### WHAT THE TASK REQUIRES
From the passage on statistics below, extract the words between "There are some" and "almost all organizations.", inclusive, unchanged.

*** TEXT UNDER STUDY ***

Implicit in the guidelines for writing Ten Simple Rules [1] is “know your audience.” We developed our list of rules with researchers in mind: researchers having some knowledge of statistics, possibly with one or more statisticians available in their building, or possibly with a healthy do-it-yourself attitude and a handful of statistical packages on their laptops. We drew on our experience in both collaborative research and teaching, and, it must be said, from our frustration at being asked, more than once, to “take a quick look at my student’s thesis/my grant application/my referee’s report: it needs some input on the stats, but it should be pretty straightforward.”
There are some outstanding resources available that explain many of these concepts clearly and in much more detail than we have been able to do here: among our favorites are Cox and Donnelly [2], Leek [3], Peng [4], Kass et al. [5], Tukey [6], and Yu [7].
Every article on statistics requires at least one caveat. Here is ours: we refer in this article to “science” as a convenient shorthand for investigations using data to study questions of interest. This includes social science, engineering, digital humanities, finance, and so on. Statisticians are not shy about reminding administrators that statistical science has an impact on nearly every part of almost all organizations.
A big difference between inexperienced users of statistics and expert statisticians appears as soon as they contemplate the uses of some data. While it is obvious that experiments generate data to answer scientific questions, inexperienced users of statistics tend to take for granted the link between data and scientific issues and, as a result, may jump directly to a technique based on data structure rather than scientific goal. For example, if the data were in a table, as for microarray gene expression data, they might look for a method by asking, “Which test should I use?” while a more experienced person would, instead, start with the underlying question, such as, “Where are the differentiated genes?” and, from there, would consider multiple ways the data might provide answers. Perhaps a formal statistical test would be useful, but other approaches might be applied as alternatives, such as heat maps or clustering techniques. Similarly, in neuroimaging, understanding brain activity under various experimental conditions is the main goal; illustrating this with nice images is secondary. This shift in perspective from statistical technique to scientific question may change the way one approaches data collection and analysis. After learning about the questions, statistical experts discuss with their scientific collaborators the ways that data might answer these questions and, thus, what kinds of studies might be most useful. Together, they try to identify potential sources of variability and what hidden realities could break the hypothesized links between data and scientific inferences; only then do they develop analytic goals and strategies. This is a major reason why collaborating with statisticians can be helpful, and also why the collaborative process works best when initiated early in an investigation. See Rule 3.

*** DATA FOR ANALYSIS ***

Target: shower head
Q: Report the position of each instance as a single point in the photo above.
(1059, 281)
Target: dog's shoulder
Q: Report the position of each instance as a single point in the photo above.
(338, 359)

***

### WRITTEN RESPONSE
There are some outstanding resources available that explain many of these concepts clearly and in much more detail than we have been able to do here: among our favorites are Cox and Donnelly [2], Leek [3], Peng [4], Kass et al. [5], Tukey [6], and Yu [7].
Every article on statistics requires at least one caveat. Here is ours: we refer in this article to “science” as a convenient shorthand for investigations using data to study questions of interest. This includes social science, engineering, digital humanities, finance, and so on. Statisticians are not shy about reminding administrators that statistical science has an impact on nearly every part of almost all organizations.